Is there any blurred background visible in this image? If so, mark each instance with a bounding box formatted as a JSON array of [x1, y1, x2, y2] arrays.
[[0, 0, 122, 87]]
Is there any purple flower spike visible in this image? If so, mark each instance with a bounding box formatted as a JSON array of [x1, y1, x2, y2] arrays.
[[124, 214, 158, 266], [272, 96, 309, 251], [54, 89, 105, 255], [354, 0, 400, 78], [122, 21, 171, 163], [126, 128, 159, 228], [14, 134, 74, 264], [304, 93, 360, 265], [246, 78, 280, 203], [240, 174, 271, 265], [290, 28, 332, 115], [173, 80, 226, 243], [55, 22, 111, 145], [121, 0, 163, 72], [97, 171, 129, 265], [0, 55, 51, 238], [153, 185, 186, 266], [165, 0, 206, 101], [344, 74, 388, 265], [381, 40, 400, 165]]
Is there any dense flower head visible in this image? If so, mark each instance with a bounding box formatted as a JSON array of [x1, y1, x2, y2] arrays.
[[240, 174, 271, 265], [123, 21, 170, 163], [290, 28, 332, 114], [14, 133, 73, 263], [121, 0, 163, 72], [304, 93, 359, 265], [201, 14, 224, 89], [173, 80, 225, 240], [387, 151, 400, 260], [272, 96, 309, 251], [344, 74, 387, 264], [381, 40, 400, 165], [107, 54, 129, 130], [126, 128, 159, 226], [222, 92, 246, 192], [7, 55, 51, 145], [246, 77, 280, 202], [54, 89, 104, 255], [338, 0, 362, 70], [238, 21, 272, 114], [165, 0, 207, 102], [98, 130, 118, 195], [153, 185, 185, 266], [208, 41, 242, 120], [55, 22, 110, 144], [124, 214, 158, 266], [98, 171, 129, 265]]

• INSTRUCTIONS TO FOLLOW:
Could you start at the first line of the data, stop after the line containing "[[0, 0, 122, 87]]", and write out every line in that stretch in full, shifting each bounding-box coordinate up by 89?

• EXERCISE RESPONSE:
Is there any blurred background visible in this image? If so, mark each instance with a bounding box formatted as a JSON array of [x1, y1, x2, y2] arrays.
[[89, 89, 211, 176]]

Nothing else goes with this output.